Retype the lines that follow with no changes.

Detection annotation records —
■ ■ ■ ■ ■ ■ ■
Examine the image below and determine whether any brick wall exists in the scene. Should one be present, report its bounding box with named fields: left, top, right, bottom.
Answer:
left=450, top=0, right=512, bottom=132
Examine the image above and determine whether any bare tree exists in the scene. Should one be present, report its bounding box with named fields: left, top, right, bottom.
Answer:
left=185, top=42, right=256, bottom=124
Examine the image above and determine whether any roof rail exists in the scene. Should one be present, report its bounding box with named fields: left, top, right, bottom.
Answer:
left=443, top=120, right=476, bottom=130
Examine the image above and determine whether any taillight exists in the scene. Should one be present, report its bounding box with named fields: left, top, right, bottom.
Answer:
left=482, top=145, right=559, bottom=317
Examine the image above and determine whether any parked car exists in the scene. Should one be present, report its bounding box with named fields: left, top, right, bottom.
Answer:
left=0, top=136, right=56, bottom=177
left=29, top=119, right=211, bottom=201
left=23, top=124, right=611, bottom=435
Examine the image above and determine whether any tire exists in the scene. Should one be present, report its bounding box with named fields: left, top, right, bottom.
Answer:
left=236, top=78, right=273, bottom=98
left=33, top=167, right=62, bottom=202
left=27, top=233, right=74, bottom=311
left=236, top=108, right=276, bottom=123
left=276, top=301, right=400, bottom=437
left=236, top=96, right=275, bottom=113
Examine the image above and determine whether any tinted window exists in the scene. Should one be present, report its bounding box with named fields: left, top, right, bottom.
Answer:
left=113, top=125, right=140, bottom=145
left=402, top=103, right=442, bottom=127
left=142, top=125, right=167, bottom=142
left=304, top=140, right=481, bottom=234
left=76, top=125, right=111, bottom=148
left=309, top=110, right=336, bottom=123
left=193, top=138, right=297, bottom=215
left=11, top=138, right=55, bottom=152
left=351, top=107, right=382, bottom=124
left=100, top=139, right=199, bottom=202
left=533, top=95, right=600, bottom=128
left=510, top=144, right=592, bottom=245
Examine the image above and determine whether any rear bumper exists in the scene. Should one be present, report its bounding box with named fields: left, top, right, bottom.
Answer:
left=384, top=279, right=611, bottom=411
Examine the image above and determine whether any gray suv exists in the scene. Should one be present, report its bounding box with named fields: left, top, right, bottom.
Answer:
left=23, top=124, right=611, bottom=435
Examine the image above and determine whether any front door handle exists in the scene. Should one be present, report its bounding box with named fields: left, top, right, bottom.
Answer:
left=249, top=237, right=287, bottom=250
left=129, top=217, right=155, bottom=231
■ ■ ■ ■ ■ ■ ■
FINISHED ANSWER —
Examine the image below and determine whether any brick wall exists in the scene. Should one be present, report its bounding box with named fields: left, top, right, bottom.
Answer:
left=450, top=0, right=512, bottom=132
Examine the image above and determine whether any bare tree exists in the scene. Should one be present, report its bounding box with named fields: left, top, right, bottom.
Answer:
left=185, top=42, right=256, bottom=124
Examine the image above and determine whether any roof rail exists in the scene. Should one be present, report its bounding box with named fields: left, top, right, bottom.
Answer:
left=443, top=120, right=476, bottom=130
Examine the image above and determine whether any taillight exists in the scene. Should one be present, report its bounding box with named fields: left, top, right, bottom.
Answer:
left=482, top=145, right=559, bottom=317
Examine the image above and determine whether any parked car exists in the scene. Should one be present, report its bounding box with named fields: left, top, right, bottom.
Answer:
left=0, top=136, right=56, bottom=177
left=29, top=119, right=211, bottom=201
left=23, top=124, right=611, bottom=435
Examine the image above and determine whether any tire exists in the scene. Should one be present, report its bounding box with named fields: left, top, right, bottom.
Answer:
left=236, top=78, right=273, bottom=98
left=33, top=167, right=62, bottom=202
left=27, top=233, right=74, bottom=311
left=236, top=108, right=276, bottom=123
left=276, top=301, right=400, bottom=437
left=236, top=96, right=275, bottom=113
Examine the image above and determine whether any tinted window exists in the scene. Should one be present, report its bounding box with named fields: left, top, right, bottom.
Answer:
left=113, top=125, right=140, bottom=145
left=402, top=103, right=442, bottom=127
left=142, top=125, right=167, bottom=142
left=304, top=140, right=481, bottom=234
left=76, top=125, right=111, bottom=148
left=309, top=110, right=336, bottom=123
left=193, top=138, right=297, bottom=215
left=11, top=138, right=55, bottom=152
left=351, top=107, right=382, bottom=124
left=100, top=139, right=199, bottom=202
left=533, top=95, right=600, bottom=128
left=510, top=144, right=592, bottom=245
Examine the image above and determine whether any rear bumper exists in the scene. Should one be present, report its bounding box with named fields: left, top, right, bottom.
Answer:
left=384, top=279, right=611, bottom=411
Examine the image above and determine whether any gray suv exists in the scene. Should one be present, report its bounding box with named fields: left, top, right, bottom.
Answer:
left=23, top=124, right=611, bottom=435
Examine the image above and determine whether any front door handle exists in the scene. Should one be present, report its bounding box with named fields: left, top, right, bottom.
Answer:
left=249, top=237, right=287, bottom=250
left=129, top=217, right=155, bottom=231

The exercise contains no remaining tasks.